• [Your goal]: Repeat the lines of the listing below exactly, starting at the line that contains "[tag] one dot per instance, sample [361,528]." and running through the last line, both included, and only those.

Data items:
--------------------------------

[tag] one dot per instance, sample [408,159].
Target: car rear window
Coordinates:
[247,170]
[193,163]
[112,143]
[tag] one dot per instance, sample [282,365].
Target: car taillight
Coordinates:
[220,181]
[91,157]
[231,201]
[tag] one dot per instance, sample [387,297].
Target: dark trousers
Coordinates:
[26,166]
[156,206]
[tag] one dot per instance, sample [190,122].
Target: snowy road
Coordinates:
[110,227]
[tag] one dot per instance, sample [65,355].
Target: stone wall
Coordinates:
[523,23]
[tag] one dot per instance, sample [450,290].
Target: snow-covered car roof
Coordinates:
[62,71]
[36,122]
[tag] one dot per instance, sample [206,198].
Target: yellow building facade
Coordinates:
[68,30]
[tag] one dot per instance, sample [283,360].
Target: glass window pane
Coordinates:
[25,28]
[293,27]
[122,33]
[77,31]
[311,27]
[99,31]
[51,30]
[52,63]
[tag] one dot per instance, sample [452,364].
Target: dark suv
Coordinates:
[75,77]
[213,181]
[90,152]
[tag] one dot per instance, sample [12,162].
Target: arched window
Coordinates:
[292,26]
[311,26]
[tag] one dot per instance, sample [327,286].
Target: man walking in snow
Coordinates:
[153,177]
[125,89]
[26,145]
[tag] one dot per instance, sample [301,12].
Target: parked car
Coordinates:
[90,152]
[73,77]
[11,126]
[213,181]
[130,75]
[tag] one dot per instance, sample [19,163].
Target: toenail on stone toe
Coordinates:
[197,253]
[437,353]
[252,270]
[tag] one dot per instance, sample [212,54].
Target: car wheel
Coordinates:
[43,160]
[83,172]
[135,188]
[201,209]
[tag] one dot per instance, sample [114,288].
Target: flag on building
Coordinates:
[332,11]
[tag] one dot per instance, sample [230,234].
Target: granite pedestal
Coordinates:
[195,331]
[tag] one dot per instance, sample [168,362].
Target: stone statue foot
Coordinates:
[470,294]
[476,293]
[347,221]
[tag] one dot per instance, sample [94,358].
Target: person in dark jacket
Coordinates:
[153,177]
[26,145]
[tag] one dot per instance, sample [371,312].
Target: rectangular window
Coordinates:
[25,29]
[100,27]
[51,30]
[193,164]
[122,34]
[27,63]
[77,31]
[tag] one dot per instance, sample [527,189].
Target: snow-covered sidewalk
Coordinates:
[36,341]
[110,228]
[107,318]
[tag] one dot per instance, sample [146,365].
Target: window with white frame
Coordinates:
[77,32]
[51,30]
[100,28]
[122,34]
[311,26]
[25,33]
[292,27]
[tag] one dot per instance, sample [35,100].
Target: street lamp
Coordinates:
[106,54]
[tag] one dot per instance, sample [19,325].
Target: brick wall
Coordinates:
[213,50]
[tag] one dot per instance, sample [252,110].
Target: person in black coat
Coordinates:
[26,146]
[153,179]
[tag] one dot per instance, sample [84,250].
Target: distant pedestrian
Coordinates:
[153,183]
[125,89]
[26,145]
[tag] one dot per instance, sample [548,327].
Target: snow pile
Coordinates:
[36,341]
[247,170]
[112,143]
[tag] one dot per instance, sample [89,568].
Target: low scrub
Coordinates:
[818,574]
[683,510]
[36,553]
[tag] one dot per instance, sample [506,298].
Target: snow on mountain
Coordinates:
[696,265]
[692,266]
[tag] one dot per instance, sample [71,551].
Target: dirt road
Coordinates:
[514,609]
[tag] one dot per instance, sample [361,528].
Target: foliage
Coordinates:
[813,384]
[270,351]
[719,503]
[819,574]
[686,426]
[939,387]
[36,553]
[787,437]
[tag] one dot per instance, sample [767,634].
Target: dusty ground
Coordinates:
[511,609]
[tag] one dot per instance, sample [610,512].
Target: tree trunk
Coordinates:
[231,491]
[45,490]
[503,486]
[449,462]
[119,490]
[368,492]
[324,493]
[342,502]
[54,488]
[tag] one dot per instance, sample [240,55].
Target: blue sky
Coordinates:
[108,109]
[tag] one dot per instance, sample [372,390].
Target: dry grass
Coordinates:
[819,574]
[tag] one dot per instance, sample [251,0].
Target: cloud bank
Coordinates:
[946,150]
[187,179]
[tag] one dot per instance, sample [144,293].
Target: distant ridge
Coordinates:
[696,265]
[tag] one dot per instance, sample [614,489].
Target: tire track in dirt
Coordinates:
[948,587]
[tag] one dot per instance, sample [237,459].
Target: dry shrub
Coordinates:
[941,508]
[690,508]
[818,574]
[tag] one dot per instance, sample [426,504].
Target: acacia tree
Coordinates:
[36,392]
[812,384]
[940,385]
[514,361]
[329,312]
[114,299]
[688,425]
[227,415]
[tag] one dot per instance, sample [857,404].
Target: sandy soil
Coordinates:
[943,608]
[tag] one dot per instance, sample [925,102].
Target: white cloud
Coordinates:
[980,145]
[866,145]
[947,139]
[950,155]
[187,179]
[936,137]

--------------------------------

• [Worked answer]:
[tag] one dot per instance, sample [361,528].
Target: foliage
Coordinates:
[813,384]
[270,351]
[719,503]
[819,574]
[686,426]
[939,387]
[36,553]
[787,437]
[tag] one dot per instance, sample [767,634].
Target: dusty ground
Coordinates:
[511,609]
[tag] one dot per instance, sample [610,512].
Target: tree trunk
Coordinates:
[231,491]
[45,490]
[503,486]
[449,462]
[119,490]
[368,492]
[324,493]
[342,502]
[54,488]
[tag] one dot per instance, sample [240,55].
Target: blue sky
Coordinates:
[108,109]
[tag] one dot per instance, sample [372,390].
Target: dry grass
Coordinates:
[819,574]
[tag] one dot per instance, sample [251,0].
Target: cloud bank
Coordinates:
[946,150]
[187,179]
[tag] one dot per instance, sample [144,293].
Target: distant ridge
Coordinates:
[696,265]
[tag] one dot per instance, sample [614,489].
Target: tire track in dirt
Coordinates:
[948,587]
[tag] one dot per instance, sample [237,459].
Target: dry shrub
Coordinates:
[941,508]
[690,508]
[818,574]
[tag] one dot per instance, sample [426,504].
Target: acacia tree
Coordinates:
[36,392]
[812,384]
[940,385]
[514,361]
[329,312]
[114,299]
[688,425]
[227,415]
[tag] one dot per instance, sample [857,404].
Target: sandy soil
Coordinates:
[943,608]
[tag] one dot per instance, sample [925,102].
Target: white cloud
Coordinates:
[980,145]
[866,145]
[947,139]
[950,155]
[187,179]
[936,137]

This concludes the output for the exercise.